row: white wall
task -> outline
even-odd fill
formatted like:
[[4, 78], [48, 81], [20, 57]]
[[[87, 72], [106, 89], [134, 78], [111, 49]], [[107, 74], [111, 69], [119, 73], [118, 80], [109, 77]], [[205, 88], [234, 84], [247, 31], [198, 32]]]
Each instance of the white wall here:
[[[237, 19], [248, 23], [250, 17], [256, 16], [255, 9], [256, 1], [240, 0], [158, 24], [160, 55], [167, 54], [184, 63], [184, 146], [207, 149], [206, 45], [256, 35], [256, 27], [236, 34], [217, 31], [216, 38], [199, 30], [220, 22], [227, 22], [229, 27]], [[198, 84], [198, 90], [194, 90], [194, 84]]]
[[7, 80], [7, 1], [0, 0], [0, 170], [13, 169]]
================
◆ **PROBLEM DESCRIPTION**
Update the entries above so that every "white wall" becomes "painted wall", and leave everything else unchanged.

◆ **REPLY TO THE EXERCISE**
row: painted wall
task -> outline
even-odd fill
formatted like:
[[4, 78], [48, 81], [20, 57]]
[[[87, 72], [106, 89], [134, 78], [111, 49]], [[107, 74], [111, 69], [119, 73], [118, 80], [109, 77]], [[205, 88], [234, 84], [247, 31], [198, 32]]]
Each instance of the painted wall here:
[[[237, 19], [248, 23], [250, 17], [256, 16], [255, 9], [256, 1], [240, 0], [158, 24], [160, 55], [167, 54], [184, 63], [184, 146], [207, 149], [206, 45], [256, 35], [256, 27], [236, 34], [217, 31], [216, 38], [199, 30], [220, 22], [227, 22], [229, 27]], [[198, 84], [198, 90], [194, 90], [194, 84]]]
[[7, 80], [7, 1], [0, 0], [0, 170], [13, 169]]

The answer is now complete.